**Work to do:**
Please rewrite the data below, starting at the line that contains "Pretty please, detect the shirt collar" and stopping after the line that contains "[303,136,320,198]". Copy every line in that span, but scale each bounding-box coordinate by 0.35 and round it to a whole number, with halves rounding up.

[Entries on locating named things]
● ● ● ● ●
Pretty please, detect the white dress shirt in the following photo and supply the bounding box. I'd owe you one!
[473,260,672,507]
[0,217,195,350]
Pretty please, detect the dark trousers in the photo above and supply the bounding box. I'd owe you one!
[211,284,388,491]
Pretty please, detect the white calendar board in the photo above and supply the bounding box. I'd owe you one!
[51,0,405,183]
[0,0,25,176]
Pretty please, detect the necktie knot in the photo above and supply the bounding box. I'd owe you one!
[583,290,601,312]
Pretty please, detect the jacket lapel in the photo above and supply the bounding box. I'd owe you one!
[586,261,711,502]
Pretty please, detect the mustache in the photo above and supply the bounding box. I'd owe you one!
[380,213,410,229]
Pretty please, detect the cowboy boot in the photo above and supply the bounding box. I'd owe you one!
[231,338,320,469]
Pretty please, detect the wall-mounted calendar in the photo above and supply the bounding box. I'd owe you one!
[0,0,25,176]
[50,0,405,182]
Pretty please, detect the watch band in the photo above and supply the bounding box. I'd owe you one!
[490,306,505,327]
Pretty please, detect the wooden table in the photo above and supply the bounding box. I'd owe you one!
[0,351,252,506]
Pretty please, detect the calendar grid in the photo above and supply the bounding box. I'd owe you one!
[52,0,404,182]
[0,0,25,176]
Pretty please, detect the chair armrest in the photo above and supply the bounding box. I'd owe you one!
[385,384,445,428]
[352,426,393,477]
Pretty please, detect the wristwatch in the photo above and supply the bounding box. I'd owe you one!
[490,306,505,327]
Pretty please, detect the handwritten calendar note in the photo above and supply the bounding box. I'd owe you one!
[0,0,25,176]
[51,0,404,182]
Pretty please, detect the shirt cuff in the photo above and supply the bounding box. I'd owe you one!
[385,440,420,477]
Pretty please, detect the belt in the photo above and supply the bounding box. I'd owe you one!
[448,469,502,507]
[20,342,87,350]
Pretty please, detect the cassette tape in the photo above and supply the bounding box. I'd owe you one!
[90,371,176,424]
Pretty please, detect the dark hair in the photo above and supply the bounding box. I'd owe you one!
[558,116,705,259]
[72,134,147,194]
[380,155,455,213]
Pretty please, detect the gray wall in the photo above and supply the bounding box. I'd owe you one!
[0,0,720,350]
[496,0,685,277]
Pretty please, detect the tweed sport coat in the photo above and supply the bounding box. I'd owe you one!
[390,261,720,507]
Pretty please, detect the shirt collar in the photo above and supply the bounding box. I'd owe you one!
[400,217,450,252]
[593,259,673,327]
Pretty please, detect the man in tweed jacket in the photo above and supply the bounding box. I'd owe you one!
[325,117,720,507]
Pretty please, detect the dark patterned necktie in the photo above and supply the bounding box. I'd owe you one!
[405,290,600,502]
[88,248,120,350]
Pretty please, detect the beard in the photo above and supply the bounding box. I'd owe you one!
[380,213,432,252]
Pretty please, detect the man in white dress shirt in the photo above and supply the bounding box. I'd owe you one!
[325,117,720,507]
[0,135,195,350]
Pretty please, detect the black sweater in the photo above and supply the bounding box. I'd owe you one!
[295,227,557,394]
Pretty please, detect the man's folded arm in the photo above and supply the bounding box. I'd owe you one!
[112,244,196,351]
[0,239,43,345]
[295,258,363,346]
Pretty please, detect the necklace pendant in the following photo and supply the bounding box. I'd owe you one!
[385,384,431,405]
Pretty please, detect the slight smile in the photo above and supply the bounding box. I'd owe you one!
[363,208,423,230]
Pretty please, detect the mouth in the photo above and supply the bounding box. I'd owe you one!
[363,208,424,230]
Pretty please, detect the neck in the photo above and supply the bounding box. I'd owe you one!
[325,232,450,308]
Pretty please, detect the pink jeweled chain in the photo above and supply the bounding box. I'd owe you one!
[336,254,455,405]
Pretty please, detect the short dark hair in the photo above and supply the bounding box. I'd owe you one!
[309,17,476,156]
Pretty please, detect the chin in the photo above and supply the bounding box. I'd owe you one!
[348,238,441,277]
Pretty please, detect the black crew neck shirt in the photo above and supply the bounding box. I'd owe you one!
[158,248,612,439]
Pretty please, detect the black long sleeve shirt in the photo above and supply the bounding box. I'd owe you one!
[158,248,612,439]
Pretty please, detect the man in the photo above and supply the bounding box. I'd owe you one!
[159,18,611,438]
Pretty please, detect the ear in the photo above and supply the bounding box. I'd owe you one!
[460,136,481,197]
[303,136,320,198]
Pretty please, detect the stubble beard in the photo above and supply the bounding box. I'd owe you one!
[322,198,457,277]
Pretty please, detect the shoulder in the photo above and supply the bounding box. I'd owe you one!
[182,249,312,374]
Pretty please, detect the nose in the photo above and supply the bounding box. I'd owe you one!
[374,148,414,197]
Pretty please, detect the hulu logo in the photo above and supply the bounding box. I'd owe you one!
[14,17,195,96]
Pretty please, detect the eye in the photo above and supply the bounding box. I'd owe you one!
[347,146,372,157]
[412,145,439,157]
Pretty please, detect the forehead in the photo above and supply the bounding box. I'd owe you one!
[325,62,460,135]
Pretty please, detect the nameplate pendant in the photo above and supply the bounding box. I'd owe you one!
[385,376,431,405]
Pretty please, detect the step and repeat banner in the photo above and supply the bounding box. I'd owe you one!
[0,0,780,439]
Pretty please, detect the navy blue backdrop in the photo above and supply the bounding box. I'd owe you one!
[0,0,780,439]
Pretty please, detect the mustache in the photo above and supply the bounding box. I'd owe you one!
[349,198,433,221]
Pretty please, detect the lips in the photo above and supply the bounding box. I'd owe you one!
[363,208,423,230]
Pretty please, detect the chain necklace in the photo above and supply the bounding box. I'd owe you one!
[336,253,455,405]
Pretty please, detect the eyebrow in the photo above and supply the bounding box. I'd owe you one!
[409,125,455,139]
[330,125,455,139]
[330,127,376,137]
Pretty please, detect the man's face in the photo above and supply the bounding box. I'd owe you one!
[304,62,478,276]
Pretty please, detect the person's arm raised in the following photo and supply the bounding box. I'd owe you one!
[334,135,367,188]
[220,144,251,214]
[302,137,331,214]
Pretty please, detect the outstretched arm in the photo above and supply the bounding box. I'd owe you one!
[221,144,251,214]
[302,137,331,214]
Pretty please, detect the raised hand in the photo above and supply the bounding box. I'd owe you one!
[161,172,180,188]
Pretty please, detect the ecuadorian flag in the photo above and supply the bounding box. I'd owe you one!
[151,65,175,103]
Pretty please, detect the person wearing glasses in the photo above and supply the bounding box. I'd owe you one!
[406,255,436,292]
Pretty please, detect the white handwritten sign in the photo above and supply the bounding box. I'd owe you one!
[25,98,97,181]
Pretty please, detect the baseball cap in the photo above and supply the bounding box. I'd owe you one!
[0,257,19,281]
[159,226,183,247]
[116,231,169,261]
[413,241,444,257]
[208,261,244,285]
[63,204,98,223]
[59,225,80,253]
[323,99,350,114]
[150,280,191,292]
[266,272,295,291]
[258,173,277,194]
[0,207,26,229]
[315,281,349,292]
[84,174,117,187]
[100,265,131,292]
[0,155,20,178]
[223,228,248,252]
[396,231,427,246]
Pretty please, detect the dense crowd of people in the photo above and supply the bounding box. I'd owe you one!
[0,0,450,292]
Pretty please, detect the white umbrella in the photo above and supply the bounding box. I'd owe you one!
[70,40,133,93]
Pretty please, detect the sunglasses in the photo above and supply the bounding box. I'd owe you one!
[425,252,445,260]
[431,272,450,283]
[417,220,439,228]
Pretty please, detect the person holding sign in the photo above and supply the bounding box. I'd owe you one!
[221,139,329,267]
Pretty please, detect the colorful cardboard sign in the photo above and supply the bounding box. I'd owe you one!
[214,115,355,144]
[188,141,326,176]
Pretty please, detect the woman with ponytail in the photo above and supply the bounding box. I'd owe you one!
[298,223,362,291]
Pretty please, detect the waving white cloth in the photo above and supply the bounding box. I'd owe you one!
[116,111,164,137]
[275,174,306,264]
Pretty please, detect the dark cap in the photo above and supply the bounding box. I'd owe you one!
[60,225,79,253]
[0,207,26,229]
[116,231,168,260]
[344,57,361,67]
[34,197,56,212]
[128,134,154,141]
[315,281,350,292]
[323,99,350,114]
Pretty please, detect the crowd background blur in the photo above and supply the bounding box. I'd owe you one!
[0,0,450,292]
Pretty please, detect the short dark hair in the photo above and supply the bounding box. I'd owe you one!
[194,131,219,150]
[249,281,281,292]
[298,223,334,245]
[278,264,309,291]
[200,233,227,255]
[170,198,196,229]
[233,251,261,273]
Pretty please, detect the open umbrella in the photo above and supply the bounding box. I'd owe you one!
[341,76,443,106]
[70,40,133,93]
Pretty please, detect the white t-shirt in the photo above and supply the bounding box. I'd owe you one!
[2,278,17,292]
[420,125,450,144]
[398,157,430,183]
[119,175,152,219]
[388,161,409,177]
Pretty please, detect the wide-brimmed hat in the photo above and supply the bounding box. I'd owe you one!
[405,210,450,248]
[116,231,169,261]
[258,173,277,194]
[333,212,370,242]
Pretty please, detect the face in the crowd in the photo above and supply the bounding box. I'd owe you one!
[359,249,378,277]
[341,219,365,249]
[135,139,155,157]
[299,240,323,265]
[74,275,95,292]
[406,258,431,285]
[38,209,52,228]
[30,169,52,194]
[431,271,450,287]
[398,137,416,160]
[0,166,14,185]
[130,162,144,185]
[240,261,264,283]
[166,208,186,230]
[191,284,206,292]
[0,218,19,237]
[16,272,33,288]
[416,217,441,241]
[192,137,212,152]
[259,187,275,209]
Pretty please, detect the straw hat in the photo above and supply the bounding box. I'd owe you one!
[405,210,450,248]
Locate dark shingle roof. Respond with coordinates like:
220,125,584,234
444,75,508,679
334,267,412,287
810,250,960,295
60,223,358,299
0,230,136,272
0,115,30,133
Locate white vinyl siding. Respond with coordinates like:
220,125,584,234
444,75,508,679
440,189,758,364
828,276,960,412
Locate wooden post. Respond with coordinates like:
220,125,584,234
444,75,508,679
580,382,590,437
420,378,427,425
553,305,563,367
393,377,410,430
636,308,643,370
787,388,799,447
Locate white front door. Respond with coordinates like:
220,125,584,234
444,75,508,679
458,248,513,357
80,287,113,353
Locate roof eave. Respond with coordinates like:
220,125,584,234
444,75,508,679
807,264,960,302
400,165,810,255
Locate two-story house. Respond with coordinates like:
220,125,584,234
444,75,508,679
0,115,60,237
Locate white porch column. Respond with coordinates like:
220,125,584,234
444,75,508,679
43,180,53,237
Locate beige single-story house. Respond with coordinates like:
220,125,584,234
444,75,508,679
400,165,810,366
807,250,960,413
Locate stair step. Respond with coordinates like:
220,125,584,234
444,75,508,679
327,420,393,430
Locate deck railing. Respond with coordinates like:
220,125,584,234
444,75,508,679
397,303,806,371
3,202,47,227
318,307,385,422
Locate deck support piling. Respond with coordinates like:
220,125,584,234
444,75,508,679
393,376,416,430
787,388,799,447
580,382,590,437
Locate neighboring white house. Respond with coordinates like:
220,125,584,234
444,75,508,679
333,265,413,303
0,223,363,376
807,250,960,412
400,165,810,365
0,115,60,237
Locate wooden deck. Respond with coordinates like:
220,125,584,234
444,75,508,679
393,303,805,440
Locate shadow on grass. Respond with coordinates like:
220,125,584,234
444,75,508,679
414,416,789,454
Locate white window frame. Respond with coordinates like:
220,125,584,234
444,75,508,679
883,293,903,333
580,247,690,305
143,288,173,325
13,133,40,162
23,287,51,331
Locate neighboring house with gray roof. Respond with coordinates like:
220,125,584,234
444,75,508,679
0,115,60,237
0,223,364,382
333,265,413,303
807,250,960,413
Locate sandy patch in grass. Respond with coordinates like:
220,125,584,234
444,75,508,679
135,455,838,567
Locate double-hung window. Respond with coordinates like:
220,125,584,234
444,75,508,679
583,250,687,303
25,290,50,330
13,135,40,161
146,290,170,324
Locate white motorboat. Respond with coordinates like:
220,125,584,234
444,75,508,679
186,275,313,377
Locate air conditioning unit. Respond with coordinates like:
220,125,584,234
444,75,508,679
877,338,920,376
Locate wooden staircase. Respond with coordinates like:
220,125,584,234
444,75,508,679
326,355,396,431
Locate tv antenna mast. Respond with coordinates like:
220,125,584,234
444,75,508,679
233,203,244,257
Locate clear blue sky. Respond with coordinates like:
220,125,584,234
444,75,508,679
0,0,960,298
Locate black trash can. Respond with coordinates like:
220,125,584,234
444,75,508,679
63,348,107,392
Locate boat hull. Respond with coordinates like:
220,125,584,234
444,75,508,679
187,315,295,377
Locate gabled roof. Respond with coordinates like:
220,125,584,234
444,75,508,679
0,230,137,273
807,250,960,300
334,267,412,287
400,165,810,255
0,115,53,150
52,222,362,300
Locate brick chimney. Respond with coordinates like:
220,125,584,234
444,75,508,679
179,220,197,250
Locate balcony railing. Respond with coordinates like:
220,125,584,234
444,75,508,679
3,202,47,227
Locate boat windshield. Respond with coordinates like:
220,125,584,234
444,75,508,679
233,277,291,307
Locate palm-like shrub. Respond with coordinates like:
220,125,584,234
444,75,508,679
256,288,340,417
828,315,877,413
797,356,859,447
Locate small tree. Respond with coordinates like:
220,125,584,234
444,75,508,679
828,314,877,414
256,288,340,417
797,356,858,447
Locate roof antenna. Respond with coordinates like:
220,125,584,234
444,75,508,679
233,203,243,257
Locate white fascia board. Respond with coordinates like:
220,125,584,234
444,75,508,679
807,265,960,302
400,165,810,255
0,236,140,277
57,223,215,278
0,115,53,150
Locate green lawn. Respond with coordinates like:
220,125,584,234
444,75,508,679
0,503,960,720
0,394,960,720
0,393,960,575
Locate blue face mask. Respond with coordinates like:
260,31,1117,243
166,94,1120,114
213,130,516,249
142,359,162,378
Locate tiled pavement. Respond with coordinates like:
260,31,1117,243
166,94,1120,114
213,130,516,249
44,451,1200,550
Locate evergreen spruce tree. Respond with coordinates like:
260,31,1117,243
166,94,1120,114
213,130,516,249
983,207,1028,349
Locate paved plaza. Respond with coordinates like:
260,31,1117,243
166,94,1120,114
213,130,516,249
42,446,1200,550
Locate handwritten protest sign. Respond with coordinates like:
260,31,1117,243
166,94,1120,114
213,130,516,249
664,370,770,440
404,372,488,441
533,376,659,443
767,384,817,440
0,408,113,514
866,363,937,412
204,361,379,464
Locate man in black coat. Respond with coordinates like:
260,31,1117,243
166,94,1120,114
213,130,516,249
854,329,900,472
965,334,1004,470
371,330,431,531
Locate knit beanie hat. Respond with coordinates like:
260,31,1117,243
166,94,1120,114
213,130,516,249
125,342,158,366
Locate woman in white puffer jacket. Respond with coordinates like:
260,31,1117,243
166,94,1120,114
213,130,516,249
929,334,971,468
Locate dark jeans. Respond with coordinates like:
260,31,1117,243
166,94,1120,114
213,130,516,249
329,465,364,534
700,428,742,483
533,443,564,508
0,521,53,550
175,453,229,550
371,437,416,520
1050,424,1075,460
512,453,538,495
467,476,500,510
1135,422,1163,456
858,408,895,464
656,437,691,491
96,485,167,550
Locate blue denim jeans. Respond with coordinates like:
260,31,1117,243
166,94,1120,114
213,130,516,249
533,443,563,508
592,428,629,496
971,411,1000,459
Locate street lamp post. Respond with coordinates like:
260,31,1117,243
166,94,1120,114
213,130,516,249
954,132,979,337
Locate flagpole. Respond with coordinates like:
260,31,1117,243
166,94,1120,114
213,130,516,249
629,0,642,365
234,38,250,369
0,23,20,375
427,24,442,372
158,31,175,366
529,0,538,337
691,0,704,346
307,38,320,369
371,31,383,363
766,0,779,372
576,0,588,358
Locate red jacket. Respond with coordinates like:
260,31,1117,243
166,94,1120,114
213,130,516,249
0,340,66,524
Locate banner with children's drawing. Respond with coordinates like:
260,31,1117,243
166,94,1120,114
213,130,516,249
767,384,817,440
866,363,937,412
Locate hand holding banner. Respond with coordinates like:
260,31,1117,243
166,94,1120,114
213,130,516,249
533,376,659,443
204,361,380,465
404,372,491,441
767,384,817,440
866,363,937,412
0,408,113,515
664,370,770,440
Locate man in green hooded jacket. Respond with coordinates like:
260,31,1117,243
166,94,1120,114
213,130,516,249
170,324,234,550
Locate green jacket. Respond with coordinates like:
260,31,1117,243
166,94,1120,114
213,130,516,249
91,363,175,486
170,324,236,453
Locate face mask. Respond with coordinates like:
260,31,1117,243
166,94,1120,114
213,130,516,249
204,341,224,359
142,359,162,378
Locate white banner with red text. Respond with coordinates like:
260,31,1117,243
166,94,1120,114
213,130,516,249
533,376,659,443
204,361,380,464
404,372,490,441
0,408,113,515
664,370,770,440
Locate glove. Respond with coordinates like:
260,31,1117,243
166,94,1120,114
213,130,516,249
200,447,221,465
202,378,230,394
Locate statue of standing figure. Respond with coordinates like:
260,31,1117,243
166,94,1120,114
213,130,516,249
● ● ● ● ●
**Worked answer:**
Pretty please, detect the shirt collar in the photo above and supply the bounding box. I'd owe you one!
[140,76,158,88]
[208,91,236,114]
Pretty please, detect the man in tweed jacket in the photo above and supply the bounding box. I'd owe you one!
[114,41,252,177]
Pretty please, detect the dark patterned necktie in the photo above and supply the bounding box. I'd owe you one!
[142,102,210,176]
[31,87,42,123]
Pretty please, detect the beard in the photo above and supply the bounding box. I'd owe you one!
[133,75,151,88]
Pretty please, detect the man in white dress shirt in the photo above and supply the bounding box. I'd owe you one!
[114,41,252,177]
[0,47,68,123]
Pretty please, detect the black sweater in the photo above and supply the bounding box. I'd owe you one!
[103,79,195,138]
Pretty please, detect the man's folded arm in the photo above and supply the bounding box. I'd owe you one!
[39,85,69,123]
[0,84,15,121]
[103,90,127,121]
Pretty please, detect the necklace pendant in the following photo and supply the bounding box. I'd owe you one!
[135,134,151,142]
Pretty please, detect the slight smile in the photo above and supply the bounding box. I'd owe you one!
[127,73,148,81]
Pretty please, detect the mouth in the photo above and supply the bounding box. I'd owe you one!
[127,73,148,81]
Pretty please, detect the neck in the photo above and supply the bounding box. I'd owe you one!
[114,81,158,108]
Pretty please, detect the pink jeweled chain in the photo above and supply the bounding box. I'd owe you one!
[118,89,159,142]
Pretty please, detect the short dark hair in the photo above and supply the bounding box. I'd owe you one!
[108,6,167,55]
Pretty please, detect the chin in the photo above and supply the bounding box. I'd owe you one!
[122,83,154,97]
Pretty please, detect the black crew neck shirt in the photo above and supply the bounding box. I'd owe you one!
[55,87,214,154]
Pretty please, detect the black long sleeve shirt in the photo above and supply the bounding box. I'd owe you one!
[55,87,214,154]
Pretty please, detect the man in the photo above and supply the bounding box. I'd owe you one!
[56,6,214,153]
Pretty please, detect the ear in the photo above and supply the bounding box. I'd owe you one!
[161,48,168,69]
[106,48,112,69]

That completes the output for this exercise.